**Short exercise**. Continue the guide on migrating and converting physical RDMs, starting right after its final sentence.

**Provided text**.

+ + +

Home > Uncategorized > How to migrate and convert physical RDMs

How to migrate and convert physical RDMs

Ken Gottleib, the Principle Virtualization Consultant at Winchester Systems, Inc. USA recently posted the following very useful bit of info over on the VMWare communities site.

I quickly dropped him a note and asked for permission to duplicate his work, as I have had this same issue before and never documented the process properly.

"This is what you need to do, fully explained the way each and every post should be. You must power the VM down to do this, there is no way to do it live. Period

1) log into ESX console as root
2) navigate to your virtual machine folder: /vmfs/volumes/vmfs-volume-freindlyname/vm-folder/
3) locate the pointer file for your disk, this is not the -rdmp file, this is the servername_1.vmdk, it is only a few KBs, inside it does nothing but point to the actual disk file, which in this case will be the servername_1-rdmp.vmdk. It is this servername_1-rdmp.vmdk file that maps IO to the actual lun which is always represented by ESX as something like vml.xxxxxxxxxxxxxxx and can be viewed in /vmfs/devices/disks/

The source you are looking to migrate (with this method it is actually a copy which is good, because the source is always left intact) can be a virtual disk, virtual rdm, or physical rrdm, it doesnt’ matter, you will always use the servername_x.vmdk file as the source in the command string you are about to see… but before I continune, if you want to migrate from physical compatibility mode lun to a new physical compatibility mode lun, be sure to have provisioned the lun so ESX can see it. If you are to convert the physical mode RDM to virtual RDM, the same applies. If you are to convert it to virtual disk, just be sure you have a vmfs volume with enough space to accomodate the new disk.

+ + +

**Data excerpts**.
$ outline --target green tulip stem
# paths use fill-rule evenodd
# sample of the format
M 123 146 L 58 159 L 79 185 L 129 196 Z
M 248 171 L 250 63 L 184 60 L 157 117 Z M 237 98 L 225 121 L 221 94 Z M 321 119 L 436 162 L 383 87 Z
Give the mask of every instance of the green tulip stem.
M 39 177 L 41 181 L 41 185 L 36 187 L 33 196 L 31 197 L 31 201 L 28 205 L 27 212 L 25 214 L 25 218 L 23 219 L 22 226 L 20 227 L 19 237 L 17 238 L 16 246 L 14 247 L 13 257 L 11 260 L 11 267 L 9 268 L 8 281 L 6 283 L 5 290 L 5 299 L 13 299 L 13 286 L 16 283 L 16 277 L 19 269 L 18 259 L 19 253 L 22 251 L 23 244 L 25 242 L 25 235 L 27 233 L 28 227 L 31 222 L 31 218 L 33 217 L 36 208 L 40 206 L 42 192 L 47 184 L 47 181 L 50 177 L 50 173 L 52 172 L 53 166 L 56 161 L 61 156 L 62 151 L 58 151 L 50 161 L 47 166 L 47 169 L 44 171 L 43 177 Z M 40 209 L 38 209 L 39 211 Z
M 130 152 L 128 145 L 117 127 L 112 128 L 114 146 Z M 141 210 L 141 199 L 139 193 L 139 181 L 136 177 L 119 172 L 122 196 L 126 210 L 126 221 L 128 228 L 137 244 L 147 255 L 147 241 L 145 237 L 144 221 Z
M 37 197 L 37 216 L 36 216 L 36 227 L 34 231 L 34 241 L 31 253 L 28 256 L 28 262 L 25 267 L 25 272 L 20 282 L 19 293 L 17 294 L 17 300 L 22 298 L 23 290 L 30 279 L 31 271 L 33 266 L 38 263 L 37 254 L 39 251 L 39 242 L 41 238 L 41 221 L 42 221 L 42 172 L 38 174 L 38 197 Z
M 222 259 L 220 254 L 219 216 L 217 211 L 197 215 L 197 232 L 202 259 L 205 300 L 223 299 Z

+ + +

**Answer**.
4) here it is:
To migrate and convert physical RDM to virtual disk:
vmkfstools -i servername_1.vmdk /vmfs/volumes/vm folder/servername-newdisk_1.vmdk
To migrate and convert physica RDM to virtual RDM, there are two methods
– in vi client edit VM settings of powered down VM, remove rdmp mapped disk, then re-add a new hard disk selecting the same disk only be sure to select virtual as the mode, you will log in and see all of your data and mount points are unchanged.
– from the ESX prompt in the virtual machine folder on the VMFS volume:
vmkfstools -i servername_1.vmdk -d rdm:/vmfs/devices/disks/vml.xxxxxxxxxxxxxxxxxxxxxxxx /vmfs/volumes/vm folder/servername_1-rdm.vmdk
To migrate physica RDM to a new physical RDM:
vmkfstools -i servername_1.vmdk -d rdmp:/vmfs/devices/disks/vml.xxxxxxxxxxxxxxxxxxxx /vmfs/volumes/vm folder/servername_1-rdmp.vmdk

Command strings EXPLAINED:
vmkfstools -i is the import \ clone command
the servername_x.vmdk is the source, the x will stand for the order of the device, in my example I use 1 which means this is the second disk on the VM. the first disk file is servername.vmdk, this is typically always the system disk.
the -d is the disk type for the destination you are converting to
the rdm(p) is part of the disk type telling the destination disk what the raw disk mode is, virtual or physical (the p means physical obviously)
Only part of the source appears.